**Aim:**
Output all records precisely as written.
begin
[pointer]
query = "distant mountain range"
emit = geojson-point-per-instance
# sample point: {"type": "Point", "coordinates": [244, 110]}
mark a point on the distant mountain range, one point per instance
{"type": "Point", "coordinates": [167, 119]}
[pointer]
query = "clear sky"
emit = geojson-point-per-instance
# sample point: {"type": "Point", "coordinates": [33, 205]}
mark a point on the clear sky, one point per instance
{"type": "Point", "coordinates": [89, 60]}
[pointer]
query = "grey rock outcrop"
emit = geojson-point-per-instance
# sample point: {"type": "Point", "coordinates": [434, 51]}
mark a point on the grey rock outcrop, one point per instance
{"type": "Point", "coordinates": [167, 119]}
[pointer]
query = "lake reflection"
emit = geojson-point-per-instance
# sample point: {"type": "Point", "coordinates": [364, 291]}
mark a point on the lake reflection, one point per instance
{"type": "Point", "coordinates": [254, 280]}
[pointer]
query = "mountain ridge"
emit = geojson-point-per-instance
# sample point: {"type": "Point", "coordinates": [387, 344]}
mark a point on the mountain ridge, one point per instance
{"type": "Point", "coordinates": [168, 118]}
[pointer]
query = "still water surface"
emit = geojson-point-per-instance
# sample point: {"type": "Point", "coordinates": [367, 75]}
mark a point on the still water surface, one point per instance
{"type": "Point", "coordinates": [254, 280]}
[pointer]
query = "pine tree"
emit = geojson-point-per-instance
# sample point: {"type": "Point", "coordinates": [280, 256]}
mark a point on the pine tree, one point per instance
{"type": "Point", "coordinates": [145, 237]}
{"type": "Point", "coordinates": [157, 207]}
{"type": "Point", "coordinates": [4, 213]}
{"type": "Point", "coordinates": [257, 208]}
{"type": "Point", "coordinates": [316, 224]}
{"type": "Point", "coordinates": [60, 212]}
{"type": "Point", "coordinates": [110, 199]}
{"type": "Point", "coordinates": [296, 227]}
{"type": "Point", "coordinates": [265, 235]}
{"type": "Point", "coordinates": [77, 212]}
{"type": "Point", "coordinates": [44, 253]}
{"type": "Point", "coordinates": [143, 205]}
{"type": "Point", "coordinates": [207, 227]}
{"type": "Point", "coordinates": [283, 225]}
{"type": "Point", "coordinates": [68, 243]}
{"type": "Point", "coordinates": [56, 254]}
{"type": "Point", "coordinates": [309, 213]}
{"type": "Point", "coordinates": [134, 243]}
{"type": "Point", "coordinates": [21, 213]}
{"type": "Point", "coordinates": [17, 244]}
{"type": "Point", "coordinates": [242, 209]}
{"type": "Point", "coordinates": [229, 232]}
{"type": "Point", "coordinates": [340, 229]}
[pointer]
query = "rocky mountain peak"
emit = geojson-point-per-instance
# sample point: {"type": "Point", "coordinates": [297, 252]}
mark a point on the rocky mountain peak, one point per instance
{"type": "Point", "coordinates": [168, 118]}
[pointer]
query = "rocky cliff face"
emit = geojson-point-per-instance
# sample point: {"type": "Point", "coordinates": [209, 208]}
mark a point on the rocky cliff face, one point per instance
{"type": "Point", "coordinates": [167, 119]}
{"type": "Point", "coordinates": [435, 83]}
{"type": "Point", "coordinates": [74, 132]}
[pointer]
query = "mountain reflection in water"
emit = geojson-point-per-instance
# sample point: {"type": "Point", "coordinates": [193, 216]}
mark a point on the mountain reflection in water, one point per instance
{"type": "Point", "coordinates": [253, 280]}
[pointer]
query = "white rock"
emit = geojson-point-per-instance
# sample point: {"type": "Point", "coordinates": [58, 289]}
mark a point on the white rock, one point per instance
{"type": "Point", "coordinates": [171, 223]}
end
**In response:**
[pointer]
query = "distant mountain range"
emit = geojson-point-per-instance
# sample point: {"type": "Point", "coordinates": [244, 110]}
mark a point on the distant mountain range, one point per instance
{"type": "Point", "coordinates": [167, 119]}
[pointer]
query = "clear sky"
emit = geojson-point-per-instance
# sample point: {"type": "Point", "coordinates": [33, 205]}
mark a point on the clear sky, one point per instance
{"type": "Point", "coordinates": [89, 60]}
[pointer]
query = "grey rock outcrop"
emit = geojson-point-per-instance
# sample point: {"type": "Point", "coordinates": [434, 51]}
mark a point on the grey rock outcrop, one point per instance
{"type": "Point", "coordinates": [167, 119]}
[pointer]
query = "lake reflection"
emit = geojson-point-per-instance
# sample point: {"type": "Point", "coordinates": [364, 291]}
mark a point on the lake reflection, one point per instance
{"type": "Point", "coordinates": [254, 280]}
[pointer]
query = "mountain ridge"
emit = geojson-point-per-instance
# sample point: {"type": "Point", "coordinates": [387, 344]}
mark a point on the mountain ridge, one point per instance
{"type": "Point", "coordinates": [168, 118]}
[pointer]
query = "still water surface"
emit = geojson-point-per-instance
# sample point: {"type": "Point", "coordinates": [367, 75]}
mark a point on the still water surface, one point per instance
{"type": "Point", "coordinates": [254, 280]}
[pointer]
query = "pine tree"
emit = geojson-point-per-instance
# sample point: {"type": "Point", "coordinates": [280, 256]}
mark a point on the pine tree, one point per instance
{"type": "Point", "coordinates": [145, 237]}
{"type": "Point", "coordinates": [157, 207]}
{"type": "Point", "coordinates": [4, 213]}
{"type": "Point", "coordinates": [257, 208]}
{"type": "Point", "coordinates": [316, 224]}
{"type": "Point", "coordinates": [60, 212]}
{"type": "Point", "coordinates": [110, 199]}
{"type": "Point", "coordinates": [296, 227]}
{"type": "Point", "coordinates": [265, 235]}
{"type": "Point", "coordinates": [77, 212]}
{"type": "Point", "coordinates": [44, 253]}
{"type": "Point", "coordinates": [143, 205]}
{"type": "Point", "coordinates": [207, 227]}
{"type": "Point", "coordinates": [283, 225]}
{"type": "Point", "coordinates": [68, 243]}
{"type": "Point", "coordinates": [56, 254]}
{"type": "Point", "coordinates": [309, 213]}
{"type": "Point", "coordinates": [134, 243]}
{"type": "Point", "coordinates": [21, 213]}
{"type": "Point", "coordinates": [17, 244]}
{"type": "Point", "coordinates": [242, 209]}
{"type": "Point", "coordinates": [229, 232]}
{"type": "Point", "coordinates": [340, 229]}
[pointer]
query = "rocky mountain peak"
emit = geojson-point-per-instance
# sample point: {"type": "Point", "coordinates": [297, 252]}
mark a point on the rocky mountain peak, one point per instance
{"type": "Point", "coordinates": [168, 118]}
[pointer]
query = "rocky cliff face"
emit = geojson-point-per-instance
# sample point: {"type": "Point", "coordinates": [209, 208]}
mark a point on the rocky cliff face, one point per instance
{"type": "Point", "coordinates": [167, 119]}
{"type": "Point", "coordinates": [435, 83]}
{"type": "Point", "coordinates": [74, 132]}
[pointer]
query = "mountain reflection in water"
emit = geojson-point-per-instance
# sample point: {"type": "Point", "coordinates": [193, 216]}
mark a point on the mountain reflection in water, one point per instance
{"type": "Point", "coordinates": [253, 280]}
[pointer]
query = "white rock"
emit = geojson-point-per-instance
# sample point: {"type": "Point", "coordinates": [58, 289]}
mark a point on the white rock, one point per instance
{"type": "Point", "coordinates": [171, 223]}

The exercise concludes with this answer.